### Task to complete:
Continue the text on the Changsang Line, starting right after its final sentence.

### Supplied text:
Overview
- Native name: 장상선 (長上線)
- Status: Operational
- Owner: West Chosen Central Railway (1945) Korean State Railway (since 1945)
- Locale: South P'yŏngan
- Termini: Hyangjang; Changsang;
- Stations: 2

Service
- Type: Heavy rail, Freight rail

History
- Opened: 1945

Technical
- Line length: 1.9 km (1.2 mi)
- Number of tracks: Single track
- Track gauge: 1,435 mm (4 ft 8+1⁄2 in) standard gauge
- Electrification: 3000 V DC Catenary

= Changsang Line =

Railway line in North Korea

The Changsang Line is an electrified freight-only railway line of the Korean State Railway in South P'yŏngan Province, North Korea, running from Hyangjang on the P'yŏngdŏk Line to Changsang.

==History==
On 21 June 1940, the West Chosen Central Railway, which since 1939 had been operating a line between Sŭnghori and P'yŏngnam Kangdong, received approval from the Railway Bureau of the Government-General of Korea to build a line to the Changsang coal fields via Tŏkch'ŏn; the Chosen Anthracite Company had opened mines around Changsang and Tŏkch'ŏn in 1938

From Tŏkch'ŏn, which it had reached in the summer of 1945, the West Chosen Central Railway planned its Tŏkpal Line line to run from Tŏkch'ŏn to Kujang via Changsangri (today's Changsang Station), to connect there with the Chosen Government Railway's Manp'o Line. However, the terrain proved too difficult, and, after adding a signal station at Hyangjang between Hyangwŏn and Changsangri, construction on the current alignment of the line to Kujang began. However, this wasn't completed before the end of the Pacific War, and it was only after the end of the Korean War that the connection to Kujang and the Manp'o Line was finally made.

### Extracted data:
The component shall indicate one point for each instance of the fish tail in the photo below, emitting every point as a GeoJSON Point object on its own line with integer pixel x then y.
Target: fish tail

---

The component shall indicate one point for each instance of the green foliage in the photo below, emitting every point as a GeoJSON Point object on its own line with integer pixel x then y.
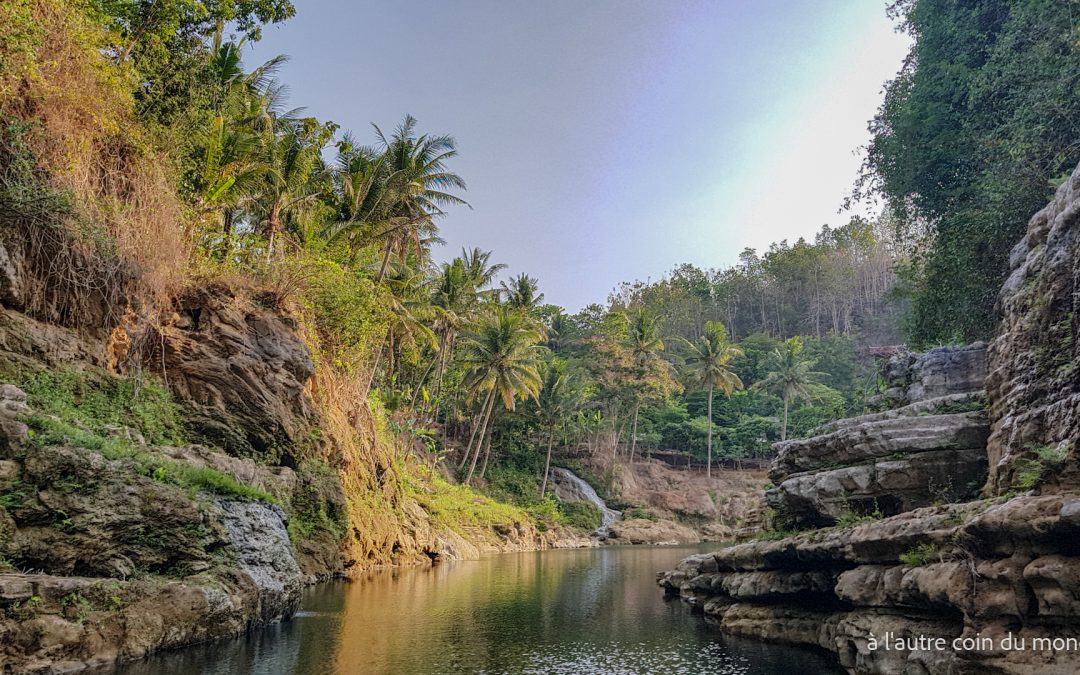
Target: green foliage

### Output below:
After the partition of Korea following Japan's defeat in the war, all railways in North Korea were nationalised and made part of the Korean State Railway. The P'yŏngyang Colliery Line (P'yŏngyang–Sinsŏngch'ŏn) and the former West Chosen Central Railway mainline (Sinsŏngch'ŏn–Tŏkch'ŏn) were joined together to form the P'yŏngdŏk Line; after the Tŏkpal Line was extended to Kujang after the end of the Korean War, it was later merged with the P'yŏngdŏk Line, but the line's name was not changed, while the Hyangjang–Changsangri section became the Changsang Line. Electrification of the line was completed in June 1979.

== Route ==

A yellow background in the "Distance" box indicates that section of the line is not electrified.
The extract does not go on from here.